# Building a new facility



## ILPlumber (Jun 17, 2008)

Let's hear some ideas of what your ideal shop would have. 

I am at the drawing board. Thinking 80' x 80' with a 14' eve height with a 35' x 80' room in attic. 

What would you include.........


----------



## Master Mark (Aug 14, 2009)

*that would be ideal*



ILPlumber said:


> Let's hear some ideas of what your ideal shop would have.
> 
> I am at the drawing board. Thinking 80' x 80' with a 14' eve height with a 35' x 80' room in attic.
> 
> What would you include.........


 
a pole barn of that size would be great for us.... as long as the side metal was as thick as boiler plate to keep out the theives it would work....

perhaps a furnace with a back up 
wood burning stove inside the place

I have heard that they are cheap to build, 
 we are still waiting for our back building to fall down...

I dont know what keeps it from imploding into the basement underneath it,,,  its been standing since 1860..


----------



## ILPlumber (Jun 17, 2008)

Heat will prolly be in-floor radiant.... 

The 2nd floor might be hot water coils mounted in air handlers. It will also be air conditioned.

Half of it will be my office. The other half???


----------



## Widdershins (Feb 5, 2011)

ILPlumber said:


> Let's hear some ideas of what your ideal shop would have.
> 
> I am at the drawing board. Thinking 80' x 80' with a 14' eve height with a 35' x 80' room in attic.
> 
> What would you include.........


 A magical portal that automatically returns unused parts to the Supply House at the end of a rough-in -- I sure as **** can't seem to train my guys to do it for me.:furious:


----------



## Widdershins (Feb 5, 2011)

ILPlumber said:


> Heat will prolly be in-floor radiant....
> 
> The 2nd floor might be hot water coils mounted in air handlers. It will also be air conditioned.
> 
> Half of it will be my office. The other half???


 You could grow pot in the other half and retire a few years earlier than previously planned.:whistling2:


----------



## LEAD INGOT (Jul 15, 2009)

I'm in the process of building a shop myself. Metal building, sprayfoam insulation, OSB interior to slow down thieves with can openers. Infloor heat, wet lab for testing. 14'x 14' garage doors at each end so wholesaler can just pull in and unload. I'm only going 40' x 60'. All shelving will have product bar code and minimum amount of said item so delivery guy can just scan and go, thereby eliminating a good portion of my ordering duties. A welding area, and enough room to park 2 to 3 work vehicles in the winter. Alot of my plans are made with cold weather in mind. And a mechanic pit so I can start changing my own oil again. I'd like to try to incorporate a small showroom for fixtures, just not sure if that's in the budget. Fair sized office with a full bath. And a small urinal room in the shop area. I think that's it. Oh yeah, small wash bay for trucks.


----------



## dayexco (Oct 12, 2009)

go at least 2, maybe 4' taller..you're going to want a 14' door to back a semi trailer in to unload maybe someday...if you put any pallet racking in, you may get a forklift in there...look at it this way, you've already paid for the roof, for the floor....just a couple of feet more of tin on the sides. you won't regret the height


----------



## RealLivePlumber (Jun 22, 2008)

- PROVIDED INFORMATION:

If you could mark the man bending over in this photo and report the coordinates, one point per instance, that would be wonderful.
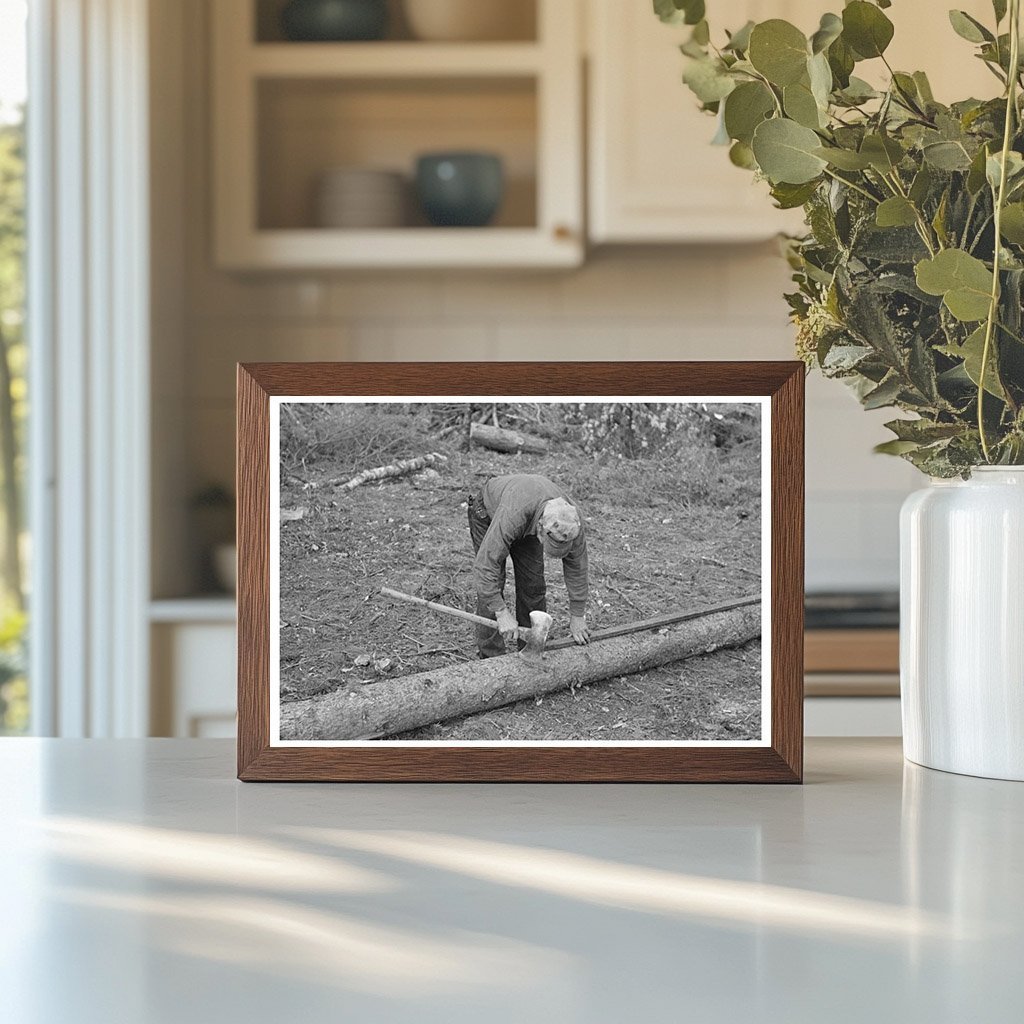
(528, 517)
...
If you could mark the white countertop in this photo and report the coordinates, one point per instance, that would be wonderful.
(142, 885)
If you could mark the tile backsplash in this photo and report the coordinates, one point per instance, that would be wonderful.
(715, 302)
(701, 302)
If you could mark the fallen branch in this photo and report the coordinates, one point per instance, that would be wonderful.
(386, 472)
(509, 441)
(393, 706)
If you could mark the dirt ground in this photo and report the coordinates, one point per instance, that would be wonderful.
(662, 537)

- TASKS TO CARRY OUT:
(a) In the thread on building a new facility, what size does LEAD INGOT say their own shop will be?
(b) Transcribe everything in the thread on building a new facility from "perhaps a furnace" down to "standing since 1860..".
(c) Please go on with the forum thread about building a new facility, starting after the last line shown.

- IN RESPONSE:
(a) 40' x 60'.

(b)
perhaps a furnace with a back up 
wood burning stove inside the place

I have heard that they are cheap to build, 
 we are still waiting for our back building to fall down...

I dont know what keeps it from imploding into the basement underneath it,,,  its been standing since 1860..

(c)
My shop at my house has 13' clear ceiling, with 10' high doors. ( two are 10' wide, one is 12' wide)

The Cat 420D goes in, but you gotta lower the stick. 

My new shop in the industrial park has 18' ceiling in the front. slopes to 16' in the back, with a 12' high door. That is what you want. My door there is only 10' wide. 12 would be way better. I have to pull the mirrors in on the truck. 

So, to sum it up. 12' high x 12' wide door, minimum. The higher the roof, the better. You can stand up sections of pipe, you can load the pipe on the truck in the shop if the weather is bad. high shelving for more storage.


----------



## user4 (Jun 12, 2008)

A tool room with a workbench and welding area for storing and maintaining equipment, we used to fabricate our own specialized brackets as opposed to having a welding shop make them.

I would put in a vehicle lift, or at least an oil change pit, for vehicle maintenance, we never thought we would use it till we put it in, it was used all the time.

Air pipe the shop area, including the tool room, so that you don't have to hear a compressor run while your trying to talk in the shop, it beats the hell out of stringing out a hundred feet of hose to fill a tire.


----------



## ROCKSTARPLUMBER (Dec 14, 2008)

I was thinking like a dart board. You guys go all out. That's why im here. To learn from the elders. Rock on.


----------



## Proud Plumber (Sep 15, 2008)

A custom are for your little one in your office would be a plus, perhaps a pint size drafting board.


----------



## Widdershins (Feb 5, 2011)

ROCKSTARPLUMBER said:


> I was thinking like a dart board. You guys go all out. That's why im here. To learn from the elders. Rock on.


 I still just want to grow/smoke pot and play Classic Rock on my '63 Rickenbacker 425.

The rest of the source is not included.